> **Text excerpt**
---*---
Do you remember your first bully—the girl who called you fat, mocked your choice in clothes, or spread false rumors about you? Of course you do. It’s like a first kiss, a first drink, the first time you drove a car. Only this is a memory you wish you could forget. You may not recall her exact words, but you remember the girl, the time, the place. Did you ever wonder why she did it, what provoked her meanness, how she got to wield so much power?
Bullying is an intentional act of aggression in which the perpetrator belittles, controls, intimidates or harms another person. Attacks are often unprovoked, and exploit an individual’s vulnerabilities or weakness. Although male bullying is typically straightforward, often involving physical aggression or blatantly hostile taunts, female bullying may be more subtle, and therefore, harder to detect. For girls, bullying can be a means of gaining popularity, jockeying for power among peers, or asserting control. Since it is more covert, teachers and parents may overlook clues, or assume the behavior is just a normal part of social interactions.
Some forms that bullying can take include:
- Deliberate exclusion, alienation, or ostracism of a peer for no apparent reason
- Verbal attacks, such as spreading rumors or lies by word of mouth or on the internet
- Making prank phone calls, or sending harassing e-mails or text messages
- Overt forms of aggression, such as stealing, making threats, or name-calling
- Covert forms of derision or humiliation, such as giggling or whispering about the victim when she is nearby, eye-rolling, being friendly one day and ignoring her the next
- Encouraging other girls to act out against, ignore, humiliate or pick on another child
So, why do girls resort to bullying? Reasons vary, but usually include a need for control, attention, and approval, or an outlet for anger. Girls who bully may appear threatening and commit hurtful acts, but they often harbor underlying insecurities that fuel their behaviors. Some feel lonely, inadequate, and fearful, and bully to feel powerful or hide their insecurity. Some attack first before they are attacked by others. Some are angry about problems at home and lash out at peers. Occasionally, girls who bully learn these behaviors at home due to family members who are abusive or because of a hostile neighborhood environment. Popularity is no safeguard, since often the girls who bully are those who seem to have it all. Frequently, the pretty, popular, athletic girls are the ringleaders who foster a culture of bullying, even though they may have already acquired power in the social hierarchies of their schools.
---*---
> **Collected data**
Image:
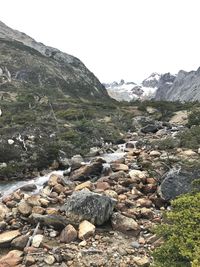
---*---
> **What the task requires**
In the text about girls who bully, which girls are frequently the ringleaders who foster a culture of bullying?

> **Result of the exercise**
The pretty, popular, athletic girls.